Ein vertikaler Schnitt durch einen modernen Fernsehempfänger. Das wesentliche
Bauteil ist die Bildröhre, die elektronische Schaltung links unten nimmt nur noch
begrenzten Platz ein, weil weitgehend Integrierte Schaltkreise verwendet werden.
Ausstellungsstück im Rundfunkmuseum. Foto: A. Mayer.

CD und DVD
 Der Nachteil der magnetischen Signalaufzeichnung ist die notwendige Berührung zwischen Band und Magnetkopf, die natürlich einen gewissen Abrieb mit sich bringt. Außerdem ist das Auffinden bestimmter Aufnahmepositionen mit einem zeitaufwendigen Umspulvorgang verbunden. Es war deshalb ein erheblicher Fortschritt, als man die berührungslose Aufzeichnung und Abtastung auf einer Platte beherrschen lernte, heute als CD (für Ton) oder DVD (für Bild) -Spieler gebräuchlich. Bei dieser digitalen Technik wird mit Hilfe eines Laserstrahls die Information auf der Oberfläche einer Platte eingebrannt und auch wieder abgetastet, wobei das reflektierte
Licht genutzt wird. Die digitale Technik bringt nicht nur bei der Signalaufzeichnung Vorteile. Sie ist im Vergleich zur konventionellen Analogtechnik viel unempfindlicher gegen Störungen, auch bei drahtloser Übertragung. Sie wird deshalb bei Handys, aber auch zunehmend im Ton- und Fernsehrundfunk angewandt. Die Informationen für Ton und Bild werden nicht in analogen Schwingungen, sondern als 0 oder 1 Signal („binärer Code“) übertragen bzw. gespeichert, ähnlich wie beim Morsealphabet der Anfangszeit.
Alle beschriebenen Entwicklungsschritte werden im Rundfunkmuseum durch ausgestellte Objekte anschaulich dargestellt.

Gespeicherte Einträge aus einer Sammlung
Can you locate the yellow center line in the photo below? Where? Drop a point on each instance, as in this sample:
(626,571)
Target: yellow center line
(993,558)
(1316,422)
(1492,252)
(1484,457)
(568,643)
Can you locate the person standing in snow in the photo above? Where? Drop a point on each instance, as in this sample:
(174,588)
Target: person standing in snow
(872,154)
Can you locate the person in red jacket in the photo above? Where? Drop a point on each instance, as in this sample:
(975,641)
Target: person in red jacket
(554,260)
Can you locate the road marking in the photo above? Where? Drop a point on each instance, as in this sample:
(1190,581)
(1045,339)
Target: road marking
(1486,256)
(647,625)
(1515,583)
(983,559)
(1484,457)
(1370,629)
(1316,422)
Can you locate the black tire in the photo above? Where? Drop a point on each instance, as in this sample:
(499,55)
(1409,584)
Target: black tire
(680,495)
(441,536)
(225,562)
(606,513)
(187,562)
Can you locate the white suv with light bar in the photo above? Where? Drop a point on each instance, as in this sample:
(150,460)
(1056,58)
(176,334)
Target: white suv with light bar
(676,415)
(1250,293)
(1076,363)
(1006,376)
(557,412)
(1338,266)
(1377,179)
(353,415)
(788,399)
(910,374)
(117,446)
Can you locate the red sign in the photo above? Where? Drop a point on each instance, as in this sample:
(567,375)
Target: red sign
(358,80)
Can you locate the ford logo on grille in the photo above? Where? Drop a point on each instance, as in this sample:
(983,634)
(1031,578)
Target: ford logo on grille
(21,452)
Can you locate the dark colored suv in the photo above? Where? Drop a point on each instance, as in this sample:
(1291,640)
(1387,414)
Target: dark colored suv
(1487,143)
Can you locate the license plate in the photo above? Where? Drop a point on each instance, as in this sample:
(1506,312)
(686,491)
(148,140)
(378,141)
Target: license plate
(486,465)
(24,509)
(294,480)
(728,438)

## Deine Aufgabe
Womit wird laut dem Quelldokument bei der digitalen Technik von CD und DVD die Information auf die Oberfläche der Platte eingebrannt und wieder abgetastet?

## Als Antwort
Mit Hilfe eines Laserstrahls.